▶ **Activity**
Only the lines from the start of the data through the line with "Task: point: the house" belong in the copy. Restate them word for word, minus the pictures.

▶ **Data for analysis**
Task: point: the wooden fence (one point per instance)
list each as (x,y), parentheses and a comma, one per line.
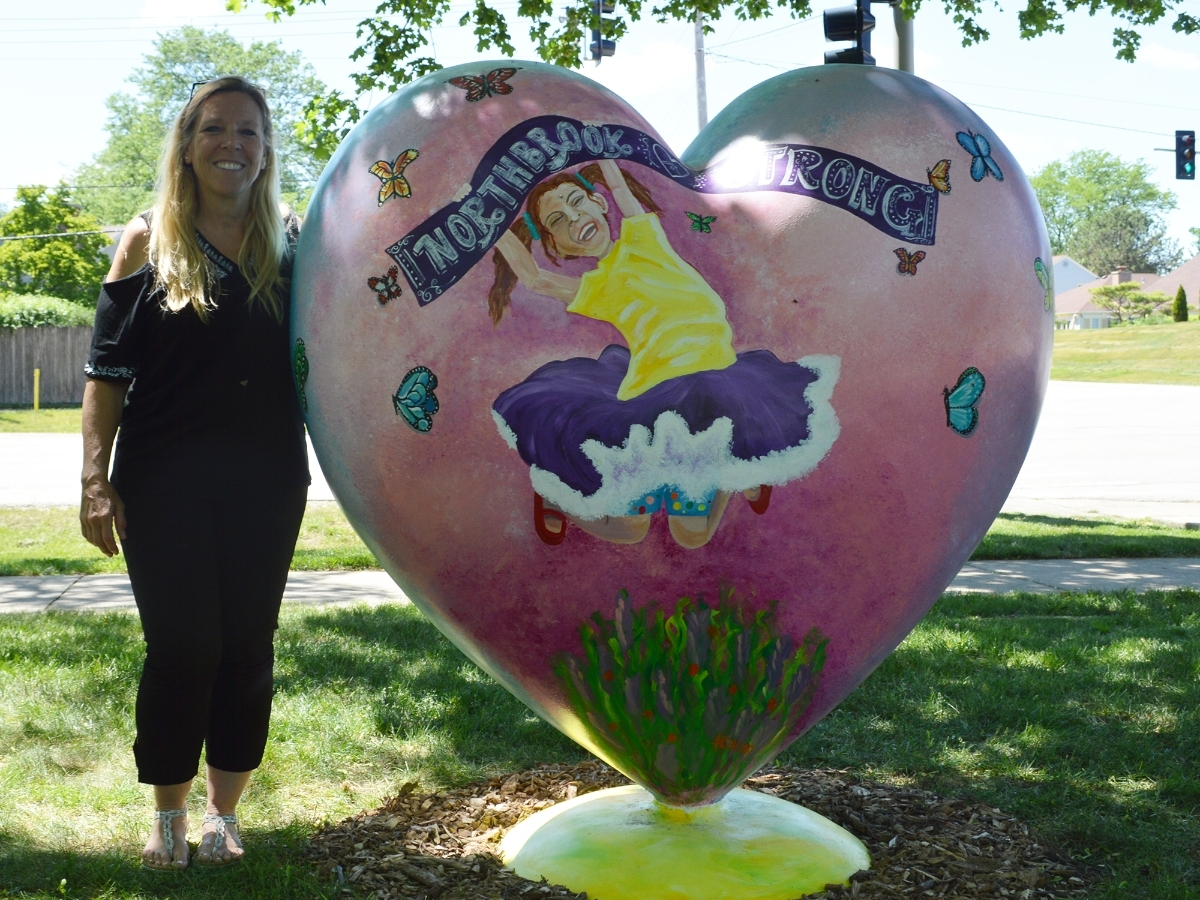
(60,354)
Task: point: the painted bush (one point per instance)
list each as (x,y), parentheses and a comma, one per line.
(768,395)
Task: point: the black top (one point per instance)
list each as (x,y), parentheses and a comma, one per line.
(209,400)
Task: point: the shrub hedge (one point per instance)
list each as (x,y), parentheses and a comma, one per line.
(37,311)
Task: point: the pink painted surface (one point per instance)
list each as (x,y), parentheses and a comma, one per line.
(861,547)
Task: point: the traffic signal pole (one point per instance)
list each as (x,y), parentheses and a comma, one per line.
(701,82)
(904,40)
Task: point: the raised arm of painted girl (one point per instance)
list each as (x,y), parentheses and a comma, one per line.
(631,198)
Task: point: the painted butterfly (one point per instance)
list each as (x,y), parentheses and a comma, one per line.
(981,153)
(907,261)
(414,400)
(940,175)
(300,369)
(1047,280)
(388,287)
(479,87)
(960,401)
(391,174)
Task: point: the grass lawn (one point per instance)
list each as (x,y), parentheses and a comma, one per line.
(65,420)
(46,540)
(1141,354)
(1080,713)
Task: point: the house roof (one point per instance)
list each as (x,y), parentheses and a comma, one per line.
(1080,299)
(1188,275)
(1068,274)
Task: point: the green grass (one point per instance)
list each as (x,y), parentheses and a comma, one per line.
(46,540)
(1140,354)
(1080,713)
(54,420)
(1014,535)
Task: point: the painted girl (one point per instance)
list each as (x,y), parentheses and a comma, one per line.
(676,420)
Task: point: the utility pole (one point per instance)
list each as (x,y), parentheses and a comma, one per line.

▶ **Task solution**
Task: point: the wooden fence (one point per instance)
list each as (x,y), parentheses and a comma, one per line.
(60,354)
Task: point: the painted bush (one point per instance)
list each as (x,y), parentheses and a comma, one per line.
(768,395)
Task: point: the black top (one point per instance)
list each as (x,y), parentheses and a comma, one per line.
(209,400)
Task: point: the shrub hedge (one point per instance)
list each as (x,y), parentheses and a comma, one per line.
(37,311)
Task: point: the pink painted surface (one point per instance)
list each as (x,y), parentheses and a comma, one per line.
(861,547)
Task: point: the traffic signal pole (one point per instance)
list each as (x,y), parentheses and a comma, one per line.
(701,82)
(904,40)
Task: point: the raised arm of painted girl (one point per instance)
list each as (x,y), parentheses and a comma, one per line.
(631,198)
Task: point: the painted butterfly (one point per instance)
list each as (x,y), parentheses and a comma, one per line.
(981,153)
(907,261)
(414,400)
(940,175)
(300,369)
(1047,280)
(388,287)
(479,87)
(960,401)
(391,174)
Task: point: the grass lawn (one point per instance)
list each as (x,y), parentheses and a comma, one per line.
(65,420)
(46,540)
(1141,354)
(1080,713)
Task: point: the house roof (one point per instance)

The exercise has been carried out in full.